> _WORK REQUIRED_:
Exactly and only the lines from the one with "Exercise. Point out the grass" through the end of the listing are to be transcribed, both ends included.

> _SUPPLIED MATERIAL_:
=== Section Start ===

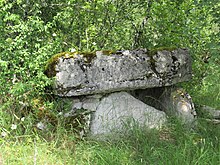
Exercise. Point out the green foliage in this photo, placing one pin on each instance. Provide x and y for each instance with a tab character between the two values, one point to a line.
31	32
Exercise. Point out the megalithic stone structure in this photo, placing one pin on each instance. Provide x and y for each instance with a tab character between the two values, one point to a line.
100	72
114	87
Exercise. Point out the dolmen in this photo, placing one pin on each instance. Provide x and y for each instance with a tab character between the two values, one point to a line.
117	89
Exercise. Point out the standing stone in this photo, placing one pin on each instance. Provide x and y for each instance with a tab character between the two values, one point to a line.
112	113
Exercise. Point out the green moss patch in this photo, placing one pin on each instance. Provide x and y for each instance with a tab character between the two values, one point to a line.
155	50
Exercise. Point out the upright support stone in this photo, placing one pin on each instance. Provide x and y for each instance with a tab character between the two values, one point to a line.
99	80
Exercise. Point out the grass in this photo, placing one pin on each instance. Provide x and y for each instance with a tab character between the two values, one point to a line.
175	145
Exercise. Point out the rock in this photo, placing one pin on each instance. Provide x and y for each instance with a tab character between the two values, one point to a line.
112	113
173	101
80	74
210	112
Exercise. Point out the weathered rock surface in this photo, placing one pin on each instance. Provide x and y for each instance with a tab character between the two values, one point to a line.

=== Section End ===

> _RESULT OF THE EXERCISE_:
Exercise. Point out the grass in this photo, placing one pin on each instance. Provide x and y for each instance with a tab character between the two values, one point to a line.
175	145
Exercise. Point out the rock in this photo, placing one pin on each instance. Provide x and y for each instance with a tab character between the two values, one point to a line.
112	113
173	101
80	74
210	112
Exercise. Point out the weathered rock surface in this photo, placing one pin on each instance. Provide x and y for each instance with a tab character between the two values, one point to a line.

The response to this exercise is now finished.